__Énoncé__:
Répondez à ces questions d'après l'extrait sur la liberté et la loi ci-dessous :
(a) Quelle observation l'extrait attribue-t-il au philosophe Jeremy Bentham ?
(b) Quelle injonction du Christ y est citée ?
(c) Sur quel terme se termine la liste du Noble Octuple Sentier du Bouddha ?

__Extrait de page__:
**********

Il y a plusieurs siècles, le philosophe Jeremy Bentham observa que « chaque loi est un accroc à la liberté ». Le seul moyen d'échapper à ce problème est la prise de conscience que la vraie liberté ne se trouve que dans la recherche active du service aux autres. Pour Alice Bailey, « l'idée de liberté ne peut en soi, constituer une prison. Il n'y a nulle part d'âmes libres sauf celles qui par leur choix librement consenti, se sont elles-mêmes rendues prisonnières et retrouvées elles-mêmes inclues, dans la loi du service ». Si nous ne voulons pas en arriver à ce que l'esprit humain soit crucifié à cause de la lettre de la loi devenue comme un labyrinthe, nous devons vivre plus selon son esprit, et faire en sorte que nos pensées et nos actes se fassent au nom de l'humanité, et non pas seulement au profit de nos individualités. Nos actions doivent être guidées par la grande loi d'amour - ce principe d'attraction universel à travers lequel les bonnes relations à tous les niveaux de la manifestation, sont construites et soutenues. Ce n'est que par de justes relations que l'amour de Dieu peut circuler sans entraves, à travers la création et que la vraie liberté peut être trouvée.

Les enseignements religieux et philosophiques ont posé avant nous, les lois spirituelles avec lesquelles nous accomplissons nos vies. Nous avons pour nous indiquer le chemin de la vie droite et les justes relations humaines, l'injonction du Christ « Aimez-vous les uns les autres » et le Noble Octuple Sentier du Bouddha, familier pour nous : les valeurs justes, l'aspiration juste, la parole juste, l'action juste, les justes moyens de subsistance, l'effort juste, la pensée juste et l'enthousiasme juste ou joie. Depuis leur première énonciation, ces principes simples sont devenus cruciaux pour l'avenir de l'humanité et non plus seulement l'idéal de l'aspirant. Mais est-il trop évident ou trop simple pour l'humanité, d'en reconnaître le pouvoir en tant que solutions aux problèmes du monde ?

**********

[Données collectées]
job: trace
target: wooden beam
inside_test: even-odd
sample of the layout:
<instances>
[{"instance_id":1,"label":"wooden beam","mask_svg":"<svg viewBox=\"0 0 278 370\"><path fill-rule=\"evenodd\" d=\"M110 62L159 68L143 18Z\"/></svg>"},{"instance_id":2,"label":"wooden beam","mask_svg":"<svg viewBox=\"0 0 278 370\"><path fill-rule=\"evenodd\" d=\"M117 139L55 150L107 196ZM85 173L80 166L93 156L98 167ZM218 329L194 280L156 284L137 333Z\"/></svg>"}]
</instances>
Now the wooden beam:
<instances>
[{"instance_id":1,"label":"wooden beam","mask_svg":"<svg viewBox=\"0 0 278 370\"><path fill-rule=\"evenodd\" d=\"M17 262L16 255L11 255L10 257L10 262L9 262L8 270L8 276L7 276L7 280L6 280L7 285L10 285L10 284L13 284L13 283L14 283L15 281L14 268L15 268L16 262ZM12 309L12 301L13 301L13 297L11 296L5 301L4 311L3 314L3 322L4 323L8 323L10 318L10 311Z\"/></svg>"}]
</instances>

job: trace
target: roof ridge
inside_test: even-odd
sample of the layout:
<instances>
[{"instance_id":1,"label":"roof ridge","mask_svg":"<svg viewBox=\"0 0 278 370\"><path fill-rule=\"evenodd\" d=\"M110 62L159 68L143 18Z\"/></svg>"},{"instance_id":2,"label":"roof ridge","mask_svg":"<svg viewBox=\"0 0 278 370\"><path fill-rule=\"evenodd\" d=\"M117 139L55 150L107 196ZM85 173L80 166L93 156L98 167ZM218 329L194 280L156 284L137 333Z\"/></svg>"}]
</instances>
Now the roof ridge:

**********

__Résultat attendu__:
(a) « chaque loi est un accroc à la liberté »
(b) « Aimez-vous les uns les autres »
(c) l'enthousiasme juste ou joie